All lines holding the string "white" should be copied from the data below.

(Referring expression pointing data)
----
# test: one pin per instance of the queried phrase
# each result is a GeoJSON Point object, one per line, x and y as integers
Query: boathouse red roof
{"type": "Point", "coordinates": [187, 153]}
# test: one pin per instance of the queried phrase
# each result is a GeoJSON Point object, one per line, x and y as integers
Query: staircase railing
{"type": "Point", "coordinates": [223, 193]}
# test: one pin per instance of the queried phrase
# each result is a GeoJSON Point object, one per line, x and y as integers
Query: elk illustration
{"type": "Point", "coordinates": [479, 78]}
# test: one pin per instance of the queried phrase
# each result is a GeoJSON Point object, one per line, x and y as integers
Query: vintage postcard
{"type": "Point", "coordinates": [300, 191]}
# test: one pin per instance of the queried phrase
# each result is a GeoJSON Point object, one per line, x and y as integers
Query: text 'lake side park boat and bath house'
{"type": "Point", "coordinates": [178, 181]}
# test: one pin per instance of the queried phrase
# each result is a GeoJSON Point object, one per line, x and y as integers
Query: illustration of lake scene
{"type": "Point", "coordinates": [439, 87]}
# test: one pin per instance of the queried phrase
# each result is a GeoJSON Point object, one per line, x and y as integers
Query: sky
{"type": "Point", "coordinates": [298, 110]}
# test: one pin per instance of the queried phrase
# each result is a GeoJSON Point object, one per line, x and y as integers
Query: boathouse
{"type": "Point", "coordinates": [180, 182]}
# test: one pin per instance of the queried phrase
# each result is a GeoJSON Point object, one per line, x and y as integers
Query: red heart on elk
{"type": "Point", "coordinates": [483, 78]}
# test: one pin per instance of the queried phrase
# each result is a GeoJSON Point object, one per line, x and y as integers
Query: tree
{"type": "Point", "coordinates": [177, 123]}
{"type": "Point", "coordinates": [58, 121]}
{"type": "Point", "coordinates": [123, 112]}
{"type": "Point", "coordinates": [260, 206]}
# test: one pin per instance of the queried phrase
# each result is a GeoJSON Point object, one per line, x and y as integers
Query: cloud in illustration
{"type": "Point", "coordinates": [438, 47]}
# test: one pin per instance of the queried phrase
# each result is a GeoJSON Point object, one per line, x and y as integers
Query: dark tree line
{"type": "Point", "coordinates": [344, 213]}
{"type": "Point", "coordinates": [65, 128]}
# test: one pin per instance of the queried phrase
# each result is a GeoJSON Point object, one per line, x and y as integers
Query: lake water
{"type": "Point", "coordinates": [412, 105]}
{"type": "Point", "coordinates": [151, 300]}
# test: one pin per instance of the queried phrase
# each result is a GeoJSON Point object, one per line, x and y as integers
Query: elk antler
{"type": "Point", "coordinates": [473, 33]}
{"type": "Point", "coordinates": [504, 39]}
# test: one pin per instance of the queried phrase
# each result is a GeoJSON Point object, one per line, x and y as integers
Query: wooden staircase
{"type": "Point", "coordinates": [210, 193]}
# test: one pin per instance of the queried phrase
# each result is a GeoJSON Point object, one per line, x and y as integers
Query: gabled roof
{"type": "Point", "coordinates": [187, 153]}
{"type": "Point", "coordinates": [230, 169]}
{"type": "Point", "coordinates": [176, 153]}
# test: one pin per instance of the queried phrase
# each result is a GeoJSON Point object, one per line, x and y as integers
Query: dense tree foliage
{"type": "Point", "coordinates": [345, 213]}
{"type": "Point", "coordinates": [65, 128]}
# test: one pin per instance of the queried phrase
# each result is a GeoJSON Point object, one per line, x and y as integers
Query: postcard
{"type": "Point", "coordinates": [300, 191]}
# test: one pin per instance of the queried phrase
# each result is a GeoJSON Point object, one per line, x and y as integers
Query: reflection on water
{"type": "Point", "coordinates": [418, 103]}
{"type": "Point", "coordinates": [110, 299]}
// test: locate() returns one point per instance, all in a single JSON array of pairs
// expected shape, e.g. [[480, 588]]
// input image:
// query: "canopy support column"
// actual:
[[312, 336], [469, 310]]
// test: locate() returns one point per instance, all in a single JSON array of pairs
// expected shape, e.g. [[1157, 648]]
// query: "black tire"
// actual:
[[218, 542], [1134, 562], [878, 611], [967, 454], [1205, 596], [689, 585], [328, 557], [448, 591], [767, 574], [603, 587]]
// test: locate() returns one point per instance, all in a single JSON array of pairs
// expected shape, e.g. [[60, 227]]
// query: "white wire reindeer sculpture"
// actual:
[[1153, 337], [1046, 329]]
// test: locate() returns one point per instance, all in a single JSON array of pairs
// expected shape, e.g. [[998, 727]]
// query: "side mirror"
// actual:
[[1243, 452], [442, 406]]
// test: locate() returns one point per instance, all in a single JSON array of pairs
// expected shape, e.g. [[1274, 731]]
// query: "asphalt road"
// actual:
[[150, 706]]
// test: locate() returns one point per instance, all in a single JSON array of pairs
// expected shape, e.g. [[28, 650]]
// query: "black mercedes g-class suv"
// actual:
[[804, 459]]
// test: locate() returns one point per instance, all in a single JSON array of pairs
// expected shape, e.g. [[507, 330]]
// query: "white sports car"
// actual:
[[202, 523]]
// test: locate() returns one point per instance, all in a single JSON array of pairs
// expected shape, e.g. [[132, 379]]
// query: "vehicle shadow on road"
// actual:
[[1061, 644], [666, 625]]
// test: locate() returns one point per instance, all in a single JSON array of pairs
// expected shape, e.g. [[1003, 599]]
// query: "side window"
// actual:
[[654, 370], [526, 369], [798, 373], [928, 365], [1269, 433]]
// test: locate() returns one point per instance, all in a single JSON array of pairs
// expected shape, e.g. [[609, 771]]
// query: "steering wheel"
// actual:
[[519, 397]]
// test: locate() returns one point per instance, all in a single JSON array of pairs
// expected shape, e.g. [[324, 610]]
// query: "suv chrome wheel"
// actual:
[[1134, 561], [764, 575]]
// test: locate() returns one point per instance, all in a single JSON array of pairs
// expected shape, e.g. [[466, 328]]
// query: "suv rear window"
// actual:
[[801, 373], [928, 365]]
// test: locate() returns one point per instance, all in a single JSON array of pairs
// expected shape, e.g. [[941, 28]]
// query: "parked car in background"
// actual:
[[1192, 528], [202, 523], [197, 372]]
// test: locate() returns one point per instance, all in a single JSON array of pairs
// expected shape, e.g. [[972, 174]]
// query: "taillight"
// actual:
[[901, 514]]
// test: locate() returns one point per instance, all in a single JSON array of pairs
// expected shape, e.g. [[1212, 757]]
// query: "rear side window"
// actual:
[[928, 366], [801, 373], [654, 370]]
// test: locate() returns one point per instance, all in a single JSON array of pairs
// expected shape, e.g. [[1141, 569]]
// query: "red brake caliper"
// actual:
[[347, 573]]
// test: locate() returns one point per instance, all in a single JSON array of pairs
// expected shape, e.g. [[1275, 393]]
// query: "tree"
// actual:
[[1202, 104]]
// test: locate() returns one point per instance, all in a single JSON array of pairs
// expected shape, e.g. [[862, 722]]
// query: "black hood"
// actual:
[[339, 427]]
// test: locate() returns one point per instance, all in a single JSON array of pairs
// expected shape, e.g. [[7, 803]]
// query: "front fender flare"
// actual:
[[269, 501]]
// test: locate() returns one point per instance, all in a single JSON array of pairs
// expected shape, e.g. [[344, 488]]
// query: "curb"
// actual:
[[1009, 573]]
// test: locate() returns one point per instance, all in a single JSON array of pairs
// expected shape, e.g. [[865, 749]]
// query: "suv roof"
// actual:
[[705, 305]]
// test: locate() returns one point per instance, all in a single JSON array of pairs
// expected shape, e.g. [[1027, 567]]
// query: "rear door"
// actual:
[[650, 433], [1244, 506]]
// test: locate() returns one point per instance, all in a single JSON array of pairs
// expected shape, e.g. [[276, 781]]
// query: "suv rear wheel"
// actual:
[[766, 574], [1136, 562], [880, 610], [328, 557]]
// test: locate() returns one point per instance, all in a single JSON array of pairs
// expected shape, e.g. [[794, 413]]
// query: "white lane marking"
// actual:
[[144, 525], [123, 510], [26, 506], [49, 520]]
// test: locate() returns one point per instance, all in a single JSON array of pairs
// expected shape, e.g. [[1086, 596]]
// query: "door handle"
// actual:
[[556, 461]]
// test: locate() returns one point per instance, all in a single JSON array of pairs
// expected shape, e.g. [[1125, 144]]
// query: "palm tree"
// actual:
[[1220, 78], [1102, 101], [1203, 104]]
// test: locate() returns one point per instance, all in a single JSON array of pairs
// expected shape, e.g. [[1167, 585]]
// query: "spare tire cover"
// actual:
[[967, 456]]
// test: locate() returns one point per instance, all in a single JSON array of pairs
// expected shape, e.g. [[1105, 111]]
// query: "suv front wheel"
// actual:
----
**Written reply:**
// query: "white wire reindeer sculpture"
// query: "white sports car"
// query: "white lane marking"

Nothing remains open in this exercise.